• [Document extract]:
★ ★ ★ ★ ★

II. Public Nuisance Claims

Defendants next seek to dispose of Plaintiffs' public nuisance claims as a simple repackaging of their product liability claims.

“A public nuisance is ‘an unreasonable interference with a right common to the general public,' usually involving a significant interference with public health, safety, peace, comfort, or convenience.” Michigan v. U.S. Army Corps of Engineers, 758 F.3d 892, 900 (7th Cir. 2014) (quoting Restatement (Second) of Torts). Examples of public nuisances include toxic runoff into a river, the discharge of noxious gas from one state into another, and changes to a state's drainage system that causes flooding in the farmland of another state. Id.

Courts have been wary, however, of extending public nuisance law to cover claims regarding non-defective products that are legally sold, absent some additional wrongdoing. See State ex rel. Hunter v. Johnson & Johnson, 499 P.3d 719, 726 (Okla. 2021) (“Public nuisance is fundamentally ill-suited to resolve claims against product manufacturers . . . .”); City of Philadelphia v. Beretta U.S.A., Corp., 126 F.Supp.2d 882, 911 (E.D. Pa. 2000), affd, 277 F.3d 415 (3d Cir. 2002) (“[A]ppellate courts have refrained from applying public nuisance doctrine in cases where the instrument of the nuisance is a lawfully sold product which has left the manufacturer's control” as it is “nothing more than a clever, but transparent attempt at an end run around the legislature's statutory prerogatives.”). Accordingly, Defendants argue that Plaintiffs' public nuisance claims must fail when they are attacking the product itself rather than any additional conduct that created a public nuisance.

★ ★ ★ ★ ★

• [Raw data]:
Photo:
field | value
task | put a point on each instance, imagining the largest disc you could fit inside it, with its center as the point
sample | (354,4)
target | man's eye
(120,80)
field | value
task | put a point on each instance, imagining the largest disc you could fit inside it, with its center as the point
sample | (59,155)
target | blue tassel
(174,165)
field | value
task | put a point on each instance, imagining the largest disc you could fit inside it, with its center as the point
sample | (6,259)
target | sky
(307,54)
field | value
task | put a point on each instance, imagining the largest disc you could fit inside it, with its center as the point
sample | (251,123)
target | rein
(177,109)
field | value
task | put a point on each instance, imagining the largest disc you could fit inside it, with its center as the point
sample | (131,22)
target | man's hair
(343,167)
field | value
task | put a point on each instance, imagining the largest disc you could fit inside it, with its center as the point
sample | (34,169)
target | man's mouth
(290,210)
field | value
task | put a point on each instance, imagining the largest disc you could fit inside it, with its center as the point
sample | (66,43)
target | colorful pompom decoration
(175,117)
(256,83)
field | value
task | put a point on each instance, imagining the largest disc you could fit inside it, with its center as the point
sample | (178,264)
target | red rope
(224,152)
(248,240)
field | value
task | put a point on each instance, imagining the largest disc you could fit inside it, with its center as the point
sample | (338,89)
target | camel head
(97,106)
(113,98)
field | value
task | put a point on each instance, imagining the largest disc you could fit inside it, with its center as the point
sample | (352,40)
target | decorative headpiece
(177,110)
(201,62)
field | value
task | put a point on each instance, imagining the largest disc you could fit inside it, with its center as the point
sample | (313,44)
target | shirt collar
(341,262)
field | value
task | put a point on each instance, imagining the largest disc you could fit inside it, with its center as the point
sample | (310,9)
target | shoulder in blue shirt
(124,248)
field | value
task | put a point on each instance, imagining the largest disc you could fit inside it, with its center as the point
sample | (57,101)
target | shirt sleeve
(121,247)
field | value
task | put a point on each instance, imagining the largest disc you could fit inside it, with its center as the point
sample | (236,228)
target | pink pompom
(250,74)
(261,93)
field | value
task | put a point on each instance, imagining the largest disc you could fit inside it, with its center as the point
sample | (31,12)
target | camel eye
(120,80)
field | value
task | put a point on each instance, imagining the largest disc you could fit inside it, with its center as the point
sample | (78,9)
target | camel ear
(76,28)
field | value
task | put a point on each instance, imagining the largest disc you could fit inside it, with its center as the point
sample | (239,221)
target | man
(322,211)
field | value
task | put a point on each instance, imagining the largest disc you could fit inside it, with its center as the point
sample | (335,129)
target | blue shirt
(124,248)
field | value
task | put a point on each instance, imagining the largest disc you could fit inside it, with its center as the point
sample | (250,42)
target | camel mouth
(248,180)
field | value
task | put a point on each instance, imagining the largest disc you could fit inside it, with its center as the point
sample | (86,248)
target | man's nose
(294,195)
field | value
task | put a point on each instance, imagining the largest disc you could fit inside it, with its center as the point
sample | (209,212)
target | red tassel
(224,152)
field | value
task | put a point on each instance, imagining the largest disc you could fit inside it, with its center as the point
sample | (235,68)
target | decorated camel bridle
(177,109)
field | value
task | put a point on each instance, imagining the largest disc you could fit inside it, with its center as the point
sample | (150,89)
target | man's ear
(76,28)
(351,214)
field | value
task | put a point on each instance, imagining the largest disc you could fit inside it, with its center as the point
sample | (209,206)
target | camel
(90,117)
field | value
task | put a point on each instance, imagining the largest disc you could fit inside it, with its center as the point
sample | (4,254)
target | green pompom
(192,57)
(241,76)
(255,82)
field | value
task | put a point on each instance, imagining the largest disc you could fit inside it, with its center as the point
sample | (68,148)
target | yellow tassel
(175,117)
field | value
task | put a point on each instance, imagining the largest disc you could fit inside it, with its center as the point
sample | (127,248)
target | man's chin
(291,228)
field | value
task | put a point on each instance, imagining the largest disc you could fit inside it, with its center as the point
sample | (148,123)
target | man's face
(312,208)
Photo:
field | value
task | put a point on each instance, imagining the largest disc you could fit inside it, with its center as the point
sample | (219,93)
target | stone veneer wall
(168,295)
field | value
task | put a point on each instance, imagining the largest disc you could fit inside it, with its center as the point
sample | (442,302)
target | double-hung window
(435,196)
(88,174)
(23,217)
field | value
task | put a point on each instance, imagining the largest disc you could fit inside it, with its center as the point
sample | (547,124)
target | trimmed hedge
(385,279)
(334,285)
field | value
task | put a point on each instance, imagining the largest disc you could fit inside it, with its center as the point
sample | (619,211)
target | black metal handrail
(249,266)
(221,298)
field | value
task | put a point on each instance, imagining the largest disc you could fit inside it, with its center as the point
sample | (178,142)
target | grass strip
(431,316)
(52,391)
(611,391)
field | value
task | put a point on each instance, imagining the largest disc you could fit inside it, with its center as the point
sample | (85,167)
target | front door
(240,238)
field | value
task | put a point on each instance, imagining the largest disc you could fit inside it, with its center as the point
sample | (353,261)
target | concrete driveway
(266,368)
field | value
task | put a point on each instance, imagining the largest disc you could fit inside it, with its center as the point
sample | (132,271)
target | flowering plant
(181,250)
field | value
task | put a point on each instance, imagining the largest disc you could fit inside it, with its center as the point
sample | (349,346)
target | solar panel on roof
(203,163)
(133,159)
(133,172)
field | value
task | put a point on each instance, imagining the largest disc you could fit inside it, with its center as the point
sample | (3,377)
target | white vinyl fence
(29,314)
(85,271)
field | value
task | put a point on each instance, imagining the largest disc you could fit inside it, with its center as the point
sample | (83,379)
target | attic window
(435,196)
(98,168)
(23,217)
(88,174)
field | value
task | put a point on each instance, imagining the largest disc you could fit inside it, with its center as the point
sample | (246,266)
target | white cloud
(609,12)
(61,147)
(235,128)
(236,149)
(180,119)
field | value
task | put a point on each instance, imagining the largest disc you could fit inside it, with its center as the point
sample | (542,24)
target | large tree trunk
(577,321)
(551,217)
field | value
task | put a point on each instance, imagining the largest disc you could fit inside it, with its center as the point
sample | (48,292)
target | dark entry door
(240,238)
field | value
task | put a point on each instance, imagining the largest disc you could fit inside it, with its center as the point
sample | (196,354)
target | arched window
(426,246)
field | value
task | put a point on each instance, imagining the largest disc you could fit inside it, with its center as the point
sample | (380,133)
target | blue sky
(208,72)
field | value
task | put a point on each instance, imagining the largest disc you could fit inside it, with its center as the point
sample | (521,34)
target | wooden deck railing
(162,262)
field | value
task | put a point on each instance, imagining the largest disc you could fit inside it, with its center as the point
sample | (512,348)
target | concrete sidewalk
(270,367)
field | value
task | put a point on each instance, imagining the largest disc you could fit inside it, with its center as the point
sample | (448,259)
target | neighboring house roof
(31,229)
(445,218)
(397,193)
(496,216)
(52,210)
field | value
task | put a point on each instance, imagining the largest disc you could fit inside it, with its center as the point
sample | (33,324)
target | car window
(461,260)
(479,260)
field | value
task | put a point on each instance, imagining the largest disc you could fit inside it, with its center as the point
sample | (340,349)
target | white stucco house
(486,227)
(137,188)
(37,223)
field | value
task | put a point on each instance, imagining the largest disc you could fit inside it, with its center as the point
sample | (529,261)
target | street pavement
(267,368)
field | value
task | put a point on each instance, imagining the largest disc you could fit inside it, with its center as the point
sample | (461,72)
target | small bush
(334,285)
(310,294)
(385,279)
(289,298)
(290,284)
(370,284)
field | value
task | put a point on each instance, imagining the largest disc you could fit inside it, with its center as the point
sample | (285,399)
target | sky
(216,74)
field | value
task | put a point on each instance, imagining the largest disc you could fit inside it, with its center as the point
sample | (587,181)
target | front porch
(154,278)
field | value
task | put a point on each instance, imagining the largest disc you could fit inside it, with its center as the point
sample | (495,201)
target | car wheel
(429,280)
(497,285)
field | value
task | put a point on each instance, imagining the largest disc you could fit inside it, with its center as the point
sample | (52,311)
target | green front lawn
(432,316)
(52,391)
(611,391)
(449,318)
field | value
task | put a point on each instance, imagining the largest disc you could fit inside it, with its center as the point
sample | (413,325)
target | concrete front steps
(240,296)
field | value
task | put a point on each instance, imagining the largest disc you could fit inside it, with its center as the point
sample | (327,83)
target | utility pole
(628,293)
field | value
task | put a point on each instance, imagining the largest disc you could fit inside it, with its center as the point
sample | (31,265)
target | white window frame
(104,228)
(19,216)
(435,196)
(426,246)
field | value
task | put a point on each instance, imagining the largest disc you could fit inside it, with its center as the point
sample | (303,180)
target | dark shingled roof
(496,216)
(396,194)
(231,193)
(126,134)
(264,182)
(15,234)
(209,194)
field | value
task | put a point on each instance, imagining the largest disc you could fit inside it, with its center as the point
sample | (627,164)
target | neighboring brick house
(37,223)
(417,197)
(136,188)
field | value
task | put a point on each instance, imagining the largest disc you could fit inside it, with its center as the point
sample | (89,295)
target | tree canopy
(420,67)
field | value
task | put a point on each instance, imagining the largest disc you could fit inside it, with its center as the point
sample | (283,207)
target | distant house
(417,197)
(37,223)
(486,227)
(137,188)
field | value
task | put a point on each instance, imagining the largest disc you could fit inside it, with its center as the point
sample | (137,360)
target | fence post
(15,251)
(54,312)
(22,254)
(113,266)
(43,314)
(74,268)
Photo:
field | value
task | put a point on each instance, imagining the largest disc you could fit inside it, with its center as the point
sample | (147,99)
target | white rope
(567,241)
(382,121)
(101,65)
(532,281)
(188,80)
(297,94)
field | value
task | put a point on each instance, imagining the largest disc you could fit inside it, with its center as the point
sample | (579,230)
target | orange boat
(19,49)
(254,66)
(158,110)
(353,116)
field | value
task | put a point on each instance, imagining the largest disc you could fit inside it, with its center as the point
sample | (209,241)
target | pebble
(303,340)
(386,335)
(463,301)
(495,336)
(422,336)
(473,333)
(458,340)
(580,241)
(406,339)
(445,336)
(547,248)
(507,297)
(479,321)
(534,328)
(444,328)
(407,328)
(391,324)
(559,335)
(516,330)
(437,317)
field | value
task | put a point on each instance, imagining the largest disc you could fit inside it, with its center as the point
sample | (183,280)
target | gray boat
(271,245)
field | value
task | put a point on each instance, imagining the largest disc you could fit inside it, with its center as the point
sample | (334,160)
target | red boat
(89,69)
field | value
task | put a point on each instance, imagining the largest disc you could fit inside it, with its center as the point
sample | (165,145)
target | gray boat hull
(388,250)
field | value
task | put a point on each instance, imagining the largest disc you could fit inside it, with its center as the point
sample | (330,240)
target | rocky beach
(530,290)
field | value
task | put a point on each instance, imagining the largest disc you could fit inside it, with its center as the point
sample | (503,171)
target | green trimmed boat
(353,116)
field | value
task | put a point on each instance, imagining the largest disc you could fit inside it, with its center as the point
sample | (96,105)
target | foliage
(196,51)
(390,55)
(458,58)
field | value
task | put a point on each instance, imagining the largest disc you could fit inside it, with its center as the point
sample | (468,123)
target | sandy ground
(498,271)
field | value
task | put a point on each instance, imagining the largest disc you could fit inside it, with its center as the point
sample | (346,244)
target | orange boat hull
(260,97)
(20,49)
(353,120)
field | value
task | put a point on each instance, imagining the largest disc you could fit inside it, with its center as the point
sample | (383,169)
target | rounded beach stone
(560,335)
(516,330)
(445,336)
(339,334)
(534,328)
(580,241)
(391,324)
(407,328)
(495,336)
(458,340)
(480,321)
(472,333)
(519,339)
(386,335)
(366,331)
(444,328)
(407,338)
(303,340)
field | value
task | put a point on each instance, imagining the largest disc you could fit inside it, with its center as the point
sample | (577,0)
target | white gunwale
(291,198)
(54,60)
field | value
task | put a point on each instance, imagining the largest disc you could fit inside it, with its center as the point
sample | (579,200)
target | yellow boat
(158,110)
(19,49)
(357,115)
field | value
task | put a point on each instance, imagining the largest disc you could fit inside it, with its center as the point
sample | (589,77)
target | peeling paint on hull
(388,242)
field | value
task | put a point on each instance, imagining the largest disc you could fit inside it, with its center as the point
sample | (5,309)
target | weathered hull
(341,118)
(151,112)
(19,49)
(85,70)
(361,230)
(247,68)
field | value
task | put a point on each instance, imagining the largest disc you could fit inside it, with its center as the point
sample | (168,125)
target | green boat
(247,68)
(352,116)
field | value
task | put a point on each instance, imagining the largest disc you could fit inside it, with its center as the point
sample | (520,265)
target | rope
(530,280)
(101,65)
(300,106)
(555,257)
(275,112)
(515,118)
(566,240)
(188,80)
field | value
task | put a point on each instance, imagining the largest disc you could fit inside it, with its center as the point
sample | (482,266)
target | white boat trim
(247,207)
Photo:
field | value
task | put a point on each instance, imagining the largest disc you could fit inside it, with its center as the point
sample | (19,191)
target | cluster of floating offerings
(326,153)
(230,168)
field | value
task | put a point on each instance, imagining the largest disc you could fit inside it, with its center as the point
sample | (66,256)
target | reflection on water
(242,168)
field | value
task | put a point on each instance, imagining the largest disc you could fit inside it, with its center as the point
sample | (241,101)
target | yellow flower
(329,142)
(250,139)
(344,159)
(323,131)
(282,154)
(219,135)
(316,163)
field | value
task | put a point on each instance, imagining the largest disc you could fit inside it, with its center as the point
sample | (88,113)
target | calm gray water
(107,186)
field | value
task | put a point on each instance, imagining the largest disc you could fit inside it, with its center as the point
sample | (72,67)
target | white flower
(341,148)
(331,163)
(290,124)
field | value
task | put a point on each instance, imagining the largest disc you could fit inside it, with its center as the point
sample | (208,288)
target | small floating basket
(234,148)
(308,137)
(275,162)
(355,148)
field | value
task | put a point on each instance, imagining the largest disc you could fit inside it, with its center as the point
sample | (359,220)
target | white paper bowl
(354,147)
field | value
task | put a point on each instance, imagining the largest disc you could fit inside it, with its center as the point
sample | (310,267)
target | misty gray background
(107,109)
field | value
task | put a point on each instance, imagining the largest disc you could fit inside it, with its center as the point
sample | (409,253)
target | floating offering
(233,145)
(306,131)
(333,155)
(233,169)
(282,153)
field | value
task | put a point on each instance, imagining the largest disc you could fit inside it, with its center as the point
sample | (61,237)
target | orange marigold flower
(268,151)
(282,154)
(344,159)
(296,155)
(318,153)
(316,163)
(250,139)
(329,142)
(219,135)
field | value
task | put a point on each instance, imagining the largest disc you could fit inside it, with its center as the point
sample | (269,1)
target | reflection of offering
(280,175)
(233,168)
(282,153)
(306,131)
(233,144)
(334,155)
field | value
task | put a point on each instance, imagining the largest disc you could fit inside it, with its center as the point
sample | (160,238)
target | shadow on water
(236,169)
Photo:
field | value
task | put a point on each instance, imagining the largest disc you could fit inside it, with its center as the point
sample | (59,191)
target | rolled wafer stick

★ ★ ★ ★ ★

Please rewrite the public nuisance passage from "Defendants next seek" up to and including "another state. Id.", replacing "river" with "stream". The listing is separate from the public nuisance passage.

Defendants next seek to dispose of Plaintiffs' public nuisance claims as a simple repackaging of their product liability claims.

“A public nuisance is ‘an unreasonable interference with a right common to the general public,' usually involving a significant interference with public health, safety, peace, comfort, or convenience.” Michigan v. U.S. Army Corps of Engineers, 758 F.3d 892, 900 (7th Cir. 2014) (quoting Restatement (Second) of Torts). Examples of public nuisances include toxic runoff into a stream, the discharge of noxious gas from one state into another, and changes to a state's drainage system that causes flooding in the farmland of another state. Id.